• What the task asks: Count how many lines in the following data hold the word "blue". Your answer is the number and nothing else.

• Dataset entries:

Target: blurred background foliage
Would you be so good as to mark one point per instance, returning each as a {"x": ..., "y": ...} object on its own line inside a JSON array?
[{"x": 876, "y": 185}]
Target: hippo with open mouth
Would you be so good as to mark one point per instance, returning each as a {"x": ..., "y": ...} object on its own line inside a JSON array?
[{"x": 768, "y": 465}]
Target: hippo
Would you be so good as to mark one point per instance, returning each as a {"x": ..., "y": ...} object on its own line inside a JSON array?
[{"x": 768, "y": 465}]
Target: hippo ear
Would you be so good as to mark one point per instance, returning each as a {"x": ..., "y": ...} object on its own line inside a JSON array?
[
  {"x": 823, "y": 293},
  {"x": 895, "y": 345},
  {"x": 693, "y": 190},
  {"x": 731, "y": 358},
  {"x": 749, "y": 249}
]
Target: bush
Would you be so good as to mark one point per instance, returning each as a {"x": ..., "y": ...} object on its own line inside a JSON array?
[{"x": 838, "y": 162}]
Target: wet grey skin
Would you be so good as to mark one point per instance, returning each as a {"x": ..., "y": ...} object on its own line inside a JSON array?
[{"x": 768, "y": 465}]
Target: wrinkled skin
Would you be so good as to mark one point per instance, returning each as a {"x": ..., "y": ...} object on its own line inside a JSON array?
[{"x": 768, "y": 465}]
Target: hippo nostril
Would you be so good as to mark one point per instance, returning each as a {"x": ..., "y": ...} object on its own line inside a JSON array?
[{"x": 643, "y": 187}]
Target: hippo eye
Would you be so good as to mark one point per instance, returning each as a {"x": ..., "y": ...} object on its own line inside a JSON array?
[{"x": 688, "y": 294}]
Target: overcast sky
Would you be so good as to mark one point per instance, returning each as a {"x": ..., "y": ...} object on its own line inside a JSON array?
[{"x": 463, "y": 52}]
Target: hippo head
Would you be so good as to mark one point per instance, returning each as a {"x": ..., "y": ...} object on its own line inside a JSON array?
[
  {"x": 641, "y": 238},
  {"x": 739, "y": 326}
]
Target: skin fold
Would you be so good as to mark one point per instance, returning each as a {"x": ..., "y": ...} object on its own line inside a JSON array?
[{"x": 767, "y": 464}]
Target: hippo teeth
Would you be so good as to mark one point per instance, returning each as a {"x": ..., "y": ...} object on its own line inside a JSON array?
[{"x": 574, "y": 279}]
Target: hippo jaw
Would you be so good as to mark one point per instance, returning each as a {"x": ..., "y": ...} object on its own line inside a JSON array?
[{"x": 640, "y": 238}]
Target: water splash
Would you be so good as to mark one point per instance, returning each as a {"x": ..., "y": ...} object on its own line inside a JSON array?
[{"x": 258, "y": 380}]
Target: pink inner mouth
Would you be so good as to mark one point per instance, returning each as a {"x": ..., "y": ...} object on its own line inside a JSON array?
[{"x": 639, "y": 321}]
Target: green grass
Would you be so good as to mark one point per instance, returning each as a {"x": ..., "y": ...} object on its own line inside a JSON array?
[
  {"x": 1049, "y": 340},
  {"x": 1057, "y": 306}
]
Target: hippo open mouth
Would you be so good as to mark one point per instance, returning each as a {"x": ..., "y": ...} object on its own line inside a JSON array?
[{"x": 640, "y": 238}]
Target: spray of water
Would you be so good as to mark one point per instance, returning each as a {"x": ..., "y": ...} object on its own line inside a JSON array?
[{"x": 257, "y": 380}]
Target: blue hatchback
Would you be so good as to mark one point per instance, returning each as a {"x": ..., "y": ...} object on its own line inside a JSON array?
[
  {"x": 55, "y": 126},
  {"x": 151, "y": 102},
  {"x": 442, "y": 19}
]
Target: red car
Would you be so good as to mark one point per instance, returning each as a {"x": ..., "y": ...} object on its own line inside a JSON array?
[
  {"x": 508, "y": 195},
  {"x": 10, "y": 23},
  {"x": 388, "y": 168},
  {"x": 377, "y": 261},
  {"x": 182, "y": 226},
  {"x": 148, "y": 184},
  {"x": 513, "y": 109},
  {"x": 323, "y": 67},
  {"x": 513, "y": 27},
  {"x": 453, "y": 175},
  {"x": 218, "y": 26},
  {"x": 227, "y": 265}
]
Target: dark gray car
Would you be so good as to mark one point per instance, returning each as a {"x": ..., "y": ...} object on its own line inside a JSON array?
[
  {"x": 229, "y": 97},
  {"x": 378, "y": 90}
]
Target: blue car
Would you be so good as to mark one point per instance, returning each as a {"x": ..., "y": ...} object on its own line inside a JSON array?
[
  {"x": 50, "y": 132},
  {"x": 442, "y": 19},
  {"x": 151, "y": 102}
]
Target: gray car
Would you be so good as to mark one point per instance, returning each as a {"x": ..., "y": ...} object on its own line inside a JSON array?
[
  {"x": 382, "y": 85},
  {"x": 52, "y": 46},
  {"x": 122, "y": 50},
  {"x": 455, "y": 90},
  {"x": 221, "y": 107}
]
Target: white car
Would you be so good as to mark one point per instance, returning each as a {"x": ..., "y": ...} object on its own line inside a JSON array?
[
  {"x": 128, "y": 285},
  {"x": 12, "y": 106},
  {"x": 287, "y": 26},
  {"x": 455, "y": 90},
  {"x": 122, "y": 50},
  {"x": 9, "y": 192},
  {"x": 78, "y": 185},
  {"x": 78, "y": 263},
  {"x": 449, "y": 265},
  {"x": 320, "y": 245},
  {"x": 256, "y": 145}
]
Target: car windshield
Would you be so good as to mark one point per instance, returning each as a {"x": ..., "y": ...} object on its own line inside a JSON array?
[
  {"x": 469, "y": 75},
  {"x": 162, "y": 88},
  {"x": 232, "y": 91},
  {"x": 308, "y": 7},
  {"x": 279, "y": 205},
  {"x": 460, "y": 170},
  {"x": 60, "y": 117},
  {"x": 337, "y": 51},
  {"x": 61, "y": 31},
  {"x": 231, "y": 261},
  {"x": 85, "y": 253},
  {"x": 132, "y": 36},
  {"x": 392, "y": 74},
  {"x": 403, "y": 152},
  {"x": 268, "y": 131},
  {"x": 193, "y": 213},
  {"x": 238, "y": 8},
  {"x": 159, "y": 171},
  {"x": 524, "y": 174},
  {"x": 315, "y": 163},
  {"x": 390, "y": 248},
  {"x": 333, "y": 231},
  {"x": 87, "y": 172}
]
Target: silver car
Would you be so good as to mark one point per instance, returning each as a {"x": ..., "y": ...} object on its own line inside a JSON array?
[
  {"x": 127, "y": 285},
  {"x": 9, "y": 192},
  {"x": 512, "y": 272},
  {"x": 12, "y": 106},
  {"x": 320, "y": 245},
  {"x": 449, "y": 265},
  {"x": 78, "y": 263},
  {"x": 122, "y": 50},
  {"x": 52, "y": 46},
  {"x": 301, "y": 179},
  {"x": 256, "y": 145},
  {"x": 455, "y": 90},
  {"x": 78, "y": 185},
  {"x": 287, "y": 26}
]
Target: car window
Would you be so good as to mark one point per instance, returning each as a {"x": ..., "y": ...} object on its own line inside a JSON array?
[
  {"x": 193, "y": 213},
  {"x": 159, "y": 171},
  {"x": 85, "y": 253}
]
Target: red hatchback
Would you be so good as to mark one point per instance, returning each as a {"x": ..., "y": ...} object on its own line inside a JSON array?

• Problem solution: 2